| TASK STATEMENT |
Print the lines below without any changes, starting with the line that contains "Return the segmentation of every instance of the mowed" and continuing through the last line, with both ends included.

| SUPPLIED DATA |
• • • •
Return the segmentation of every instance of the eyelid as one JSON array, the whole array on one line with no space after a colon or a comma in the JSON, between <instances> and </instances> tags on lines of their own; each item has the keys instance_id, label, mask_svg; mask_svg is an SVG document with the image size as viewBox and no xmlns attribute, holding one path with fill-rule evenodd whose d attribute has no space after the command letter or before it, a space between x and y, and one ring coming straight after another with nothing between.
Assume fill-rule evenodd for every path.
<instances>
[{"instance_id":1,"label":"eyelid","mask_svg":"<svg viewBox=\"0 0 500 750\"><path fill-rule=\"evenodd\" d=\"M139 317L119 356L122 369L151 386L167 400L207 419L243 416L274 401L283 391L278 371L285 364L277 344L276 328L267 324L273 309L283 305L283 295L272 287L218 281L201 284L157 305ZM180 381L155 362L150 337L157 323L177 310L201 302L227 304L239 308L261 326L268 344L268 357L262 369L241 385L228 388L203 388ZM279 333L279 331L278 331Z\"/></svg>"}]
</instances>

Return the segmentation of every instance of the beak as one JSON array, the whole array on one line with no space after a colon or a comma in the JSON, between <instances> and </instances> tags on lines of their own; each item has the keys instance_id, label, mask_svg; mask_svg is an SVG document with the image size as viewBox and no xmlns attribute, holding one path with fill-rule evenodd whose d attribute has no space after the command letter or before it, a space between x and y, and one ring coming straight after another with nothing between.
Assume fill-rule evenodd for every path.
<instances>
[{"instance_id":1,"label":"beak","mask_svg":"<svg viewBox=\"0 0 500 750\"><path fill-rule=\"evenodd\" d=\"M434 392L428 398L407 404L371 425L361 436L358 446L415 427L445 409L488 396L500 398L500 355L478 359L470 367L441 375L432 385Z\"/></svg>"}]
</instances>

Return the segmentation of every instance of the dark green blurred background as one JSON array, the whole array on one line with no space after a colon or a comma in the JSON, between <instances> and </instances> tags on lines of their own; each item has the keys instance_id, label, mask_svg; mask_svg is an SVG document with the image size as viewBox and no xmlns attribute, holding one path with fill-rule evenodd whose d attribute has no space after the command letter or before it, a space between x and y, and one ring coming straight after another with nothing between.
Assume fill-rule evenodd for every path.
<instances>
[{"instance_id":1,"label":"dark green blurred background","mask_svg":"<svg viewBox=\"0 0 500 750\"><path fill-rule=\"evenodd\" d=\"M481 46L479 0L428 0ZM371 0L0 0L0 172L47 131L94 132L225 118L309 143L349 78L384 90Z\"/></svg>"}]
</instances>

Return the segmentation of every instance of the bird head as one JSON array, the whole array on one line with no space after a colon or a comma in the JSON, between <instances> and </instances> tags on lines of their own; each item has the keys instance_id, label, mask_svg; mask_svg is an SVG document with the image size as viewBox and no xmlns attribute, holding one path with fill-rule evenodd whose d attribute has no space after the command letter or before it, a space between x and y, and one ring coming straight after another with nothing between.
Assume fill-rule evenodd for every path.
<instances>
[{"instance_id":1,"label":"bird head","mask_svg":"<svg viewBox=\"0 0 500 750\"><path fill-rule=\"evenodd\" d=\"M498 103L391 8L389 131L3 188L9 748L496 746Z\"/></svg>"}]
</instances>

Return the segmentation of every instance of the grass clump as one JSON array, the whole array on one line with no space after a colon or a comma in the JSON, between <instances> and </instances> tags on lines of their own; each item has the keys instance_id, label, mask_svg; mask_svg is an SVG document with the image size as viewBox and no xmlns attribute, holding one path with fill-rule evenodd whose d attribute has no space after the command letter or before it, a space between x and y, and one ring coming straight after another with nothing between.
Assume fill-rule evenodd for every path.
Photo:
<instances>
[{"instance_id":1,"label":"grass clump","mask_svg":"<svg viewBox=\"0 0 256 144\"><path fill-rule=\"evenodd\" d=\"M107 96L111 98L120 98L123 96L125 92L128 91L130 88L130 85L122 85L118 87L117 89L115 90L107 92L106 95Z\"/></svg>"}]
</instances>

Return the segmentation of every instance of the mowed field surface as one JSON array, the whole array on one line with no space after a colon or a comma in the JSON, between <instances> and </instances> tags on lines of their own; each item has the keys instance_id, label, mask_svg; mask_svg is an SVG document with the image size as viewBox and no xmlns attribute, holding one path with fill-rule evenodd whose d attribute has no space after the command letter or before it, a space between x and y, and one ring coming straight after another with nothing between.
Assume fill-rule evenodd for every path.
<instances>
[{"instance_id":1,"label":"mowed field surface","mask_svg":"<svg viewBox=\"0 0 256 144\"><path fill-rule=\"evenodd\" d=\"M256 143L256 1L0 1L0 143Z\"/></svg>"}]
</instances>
• • • •
| CORRECT ANSWER |
Return the segmentation of every instance of the mowed field surface as one JSON array, the whole array on one line with no space after a colon or a comma in the JSON, between <instances> and </instances> tags on lines of their own; each item has the keys instance_id, label, mask_svg; mask_svg is an SVG document with the image size as viewBox and no xmlns attribute, holding one path with fill-rule evenodd whose d attribute has no space after the command letter or before it, a space between x and y, and one ring coming straight after another with nothing between.
Assume fill-rule evenodd for every path.
<instances>
[{"instance_id":1,"label":"mowed field surface","mask_svg":"<svg viewBox=\"0 0 256 144\"><path fill-rule=\"evenodd\" d=\"M256 143L256 1L0 1L0 143Z\"/></svg>"}]
</instances>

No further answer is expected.